*Aufgaben und Übungen*:
A) Welche Komponisten zogen laut dem Text über die Universal Edition nach 1950 in die Kataloge des Verlags ein? Zähle alle auf.
B) Beantworte anhand des Texts über die Universal Edition diese Fragen:
(i) Welche Werke ließ Béla Bartók bei der Universal Edition verlegen?
(ii) Unter welcher Rechtsform firmiert der Verlag?
(iii) Seit wie vielen Jahren suchen Dirigenten, Interpreten und Intendanten den Kontakt zu ihm?
C) Schreib den Text über die Universal Edition nach seinem letzten Satz weiter.

*Textabschnitt*:
----------
Arnold Schönbergs Lieder im Kuppelsaal in Hannover. Weltweit leihen sich große Orchester und Opernhäuser Noten aus Wien.

Wien – "Wien ist eine der wenigen großen Musikmetropolen, und die Universal Edition ist mit der Stadt verbunden wie die Donau." Astrid Koblanck und Stefan Ragg pflegen ein Erbe, das in sich den Großteil der Musikgeschichte des 20. Jahrhunderts birgt. Gustav Mahler ließ in der Universal Edition die meisten seiner Symphonien verlegen, Béla Bartók seine Orchesterwerke, Richard Strauss seine Lieder. Kurt Weills Dreigroschenoper ist in der Obhut des Verlags. Nach 1950 zogen Komponisten von Pierre Boulez über Friedrich Cerha bis Wolfgang Rihm und Karlheinz Stockhausen in seine Kataloge ein. Und auch für viele junge Musiker führt an ihm kein Weg vorbei.

Doch anders als so manch Buchverlag wird der Traditionsbetrieb, der als eine Aktiengesellschaft firmiert, zwar in Opern und Konzertsälen gehört, arbeitet aber ansonsten hinter den Kulissen, erzählen die Vorstände Koblanck und Ragg dem STANDARD. Schließlich sind es vorwiegend Dirigenten, Interpreten und Intendanten, die seit nunmehr 116 Jahren den Kontakt zu ihm suchen. Und so gewichtig die Werke sind, die der Verlag verwaltet und verleiht, steckt er doch angesichts fortschreitender Digitalisierung und Veränderungen in der Musikkultur mitten im Umbruch.
----------
*Bereitgestelltes Material*:

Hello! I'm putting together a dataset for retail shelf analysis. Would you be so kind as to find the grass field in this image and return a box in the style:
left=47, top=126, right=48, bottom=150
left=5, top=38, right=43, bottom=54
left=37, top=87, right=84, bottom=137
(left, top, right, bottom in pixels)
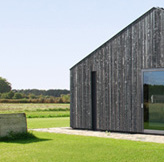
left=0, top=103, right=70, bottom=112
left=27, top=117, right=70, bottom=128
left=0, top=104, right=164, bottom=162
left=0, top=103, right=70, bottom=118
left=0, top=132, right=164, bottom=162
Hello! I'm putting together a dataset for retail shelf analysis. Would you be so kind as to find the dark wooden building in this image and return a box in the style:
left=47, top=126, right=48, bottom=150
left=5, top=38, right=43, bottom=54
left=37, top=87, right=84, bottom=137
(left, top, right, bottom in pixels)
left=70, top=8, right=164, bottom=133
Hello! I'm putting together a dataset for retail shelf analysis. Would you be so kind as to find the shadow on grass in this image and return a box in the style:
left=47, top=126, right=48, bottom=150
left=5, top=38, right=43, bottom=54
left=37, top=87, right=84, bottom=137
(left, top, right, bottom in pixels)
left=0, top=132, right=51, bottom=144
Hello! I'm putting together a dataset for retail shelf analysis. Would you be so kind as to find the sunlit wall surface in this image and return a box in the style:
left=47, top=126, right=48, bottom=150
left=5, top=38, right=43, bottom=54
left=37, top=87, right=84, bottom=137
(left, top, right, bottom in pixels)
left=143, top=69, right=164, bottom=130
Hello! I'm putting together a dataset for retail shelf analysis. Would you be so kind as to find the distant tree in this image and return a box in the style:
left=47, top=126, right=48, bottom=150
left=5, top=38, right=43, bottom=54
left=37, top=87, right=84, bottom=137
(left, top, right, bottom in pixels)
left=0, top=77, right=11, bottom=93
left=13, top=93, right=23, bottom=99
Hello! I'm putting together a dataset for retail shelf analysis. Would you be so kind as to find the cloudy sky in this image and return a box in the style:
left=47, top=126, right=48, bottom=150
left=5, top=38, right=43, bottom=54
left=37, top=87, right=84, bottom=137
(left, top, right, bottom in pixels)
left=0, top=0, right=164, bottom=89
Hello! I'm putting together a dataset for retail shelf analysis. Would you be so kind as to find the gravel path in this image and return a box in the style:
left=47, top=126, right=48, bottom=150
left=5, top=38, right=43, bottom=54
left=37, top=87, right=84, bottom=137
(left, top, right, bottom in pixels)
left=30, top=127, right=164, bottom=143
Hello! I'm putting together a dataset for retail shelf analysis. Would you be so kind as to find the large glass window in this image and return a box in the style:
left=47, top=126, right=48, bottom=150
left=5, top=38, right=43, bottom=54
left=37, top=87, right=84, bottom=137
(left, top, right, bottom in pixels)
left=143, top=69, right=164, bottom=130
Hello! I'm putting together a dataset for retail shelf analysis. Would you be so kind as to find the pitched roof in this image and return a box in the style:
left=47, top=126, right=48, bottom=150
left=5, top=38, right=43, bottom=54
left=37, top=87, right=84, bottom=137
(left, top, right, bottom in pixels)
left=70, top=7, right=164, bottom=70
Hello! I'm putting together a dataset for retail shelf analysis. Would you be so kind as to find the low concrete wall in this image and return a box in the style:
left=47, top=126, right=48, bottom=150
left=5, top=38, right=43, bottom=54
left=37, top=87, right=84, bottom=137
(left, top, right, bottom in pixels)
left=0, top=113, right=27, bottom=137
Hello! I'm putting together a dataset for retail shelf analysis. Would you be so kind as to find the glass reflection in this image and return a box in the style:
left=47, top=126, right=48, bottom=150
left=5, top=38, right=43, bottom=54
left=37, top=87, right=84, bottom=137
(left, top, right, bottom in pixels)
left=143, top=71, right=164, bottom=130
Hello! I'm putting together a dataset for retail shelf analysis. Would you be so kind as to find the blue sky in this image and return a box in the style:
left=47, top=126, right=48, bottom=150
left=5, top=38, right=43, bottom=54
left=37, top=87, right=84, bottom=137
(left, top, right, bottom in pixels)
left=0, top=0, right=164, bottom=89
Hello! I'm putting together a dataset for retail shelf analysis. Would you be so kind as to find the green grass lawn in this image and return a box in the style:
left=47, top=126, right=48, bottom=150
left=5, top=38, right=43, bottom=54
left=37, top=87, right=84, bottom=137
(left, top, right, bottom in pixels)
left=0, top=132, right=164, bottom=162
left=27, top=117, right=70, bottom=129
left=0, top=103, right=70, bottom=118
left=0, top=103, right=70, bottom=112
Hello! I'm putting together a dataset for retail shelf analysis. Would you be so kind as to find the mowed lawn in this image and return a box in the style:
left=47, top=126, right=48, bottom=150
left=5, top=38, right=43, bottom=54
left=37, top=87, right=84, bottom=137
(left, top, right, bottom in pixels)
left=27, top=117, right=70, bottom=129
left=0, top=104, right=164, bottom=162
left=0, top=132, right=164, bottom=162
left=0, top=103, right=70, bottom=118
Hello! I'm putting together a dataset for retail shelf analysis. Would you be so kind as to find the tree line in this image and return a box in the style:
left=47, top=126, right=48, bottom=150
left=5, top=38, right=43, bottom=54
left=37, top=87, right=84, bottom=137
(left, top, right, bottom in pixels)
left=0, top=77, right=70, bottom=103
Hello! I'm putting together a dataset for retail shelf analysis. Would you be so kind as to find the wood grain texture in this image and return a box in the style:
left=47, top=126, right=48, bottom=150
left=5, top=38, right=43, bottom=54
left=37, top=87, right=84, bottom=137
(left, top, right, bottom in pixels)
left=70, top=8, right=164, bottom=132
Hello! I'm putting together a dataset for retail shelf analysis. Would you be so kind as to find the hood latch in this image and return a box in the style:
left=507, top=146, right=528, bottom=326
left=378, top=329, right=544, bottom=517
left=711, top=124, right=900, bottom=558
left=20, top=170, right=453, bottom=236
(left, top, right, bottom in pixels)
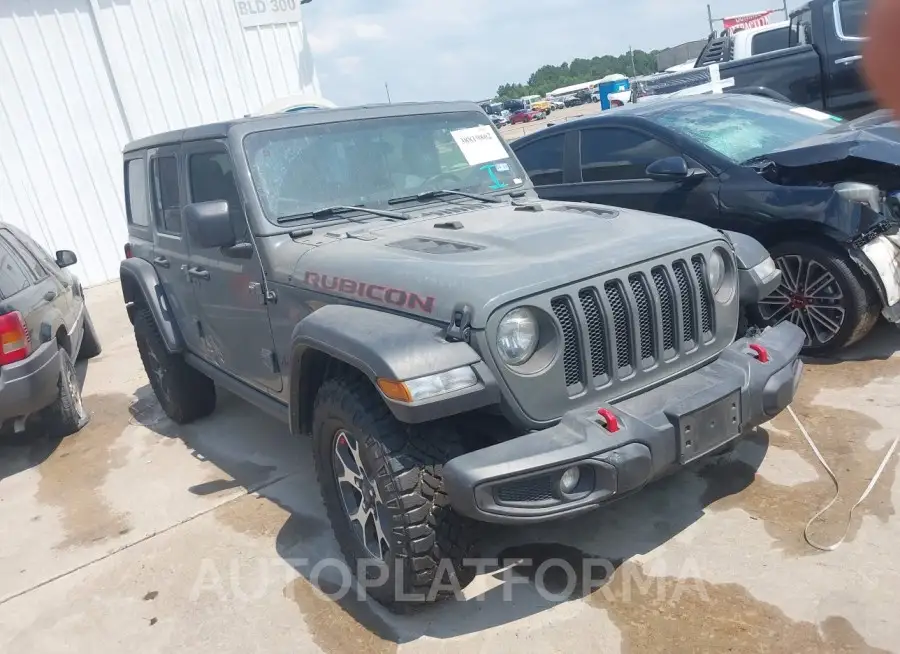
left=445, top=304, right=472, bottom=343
----------
*Antworten je Aufgabe*:
A) Pierre Boulez, Friedrich Cerha, Wolfgang Rihm, Karlheinz Stockhausen

B)
(i) Seine Orchesterwerke
(ii) Als Aktiengesellschaft
(iii) Seit 116 Jahren

C)
Keine Subventionen

Seine knapp 70 Mitarbeiter setzen in Wien rund zwölf Millionen Euro um und erzielen stete Gewinne. Gegründet unter der Schirmherrschaft des Kaisers, von Verlegern, die ein Gegengewicht zu großen deutschen Verlagen schufen und dafür Bankiers als Financiers fanden, ist die Universal Edition nach wie vor in privater österreichischer Hand. Öffentliche Förderungen gab es für Musikverlage in Österreich anders als für Kollegen aus der Buchbranche nie. Vor allem kleinen Verlagen wie Doblinger, die sich stark für österreichische Künstler engagieren, bleibt dadurch kaum finanzieller Spielraum. "Auch wir haben bisher alles aus eigener Kraft heraus bewältigt", resümiert Koblanck.

Illegale Downloads

Ein Kerngeschäft ist die Herstellung von Noten für musikalische Anfänger bis Professionisten. Kopierer machten der Universal Edition schon vor Jahrzehnten das Leben schwer. Nun leiden die Umsätze unter illegalen Downloads aus dem Internet. Zudem steht das Erlernen von Instrumenten zunehmend in Konkurrenz zu anderen Freizeitaktivitäten, womit das Potenzial an jungen Kunden sinkt.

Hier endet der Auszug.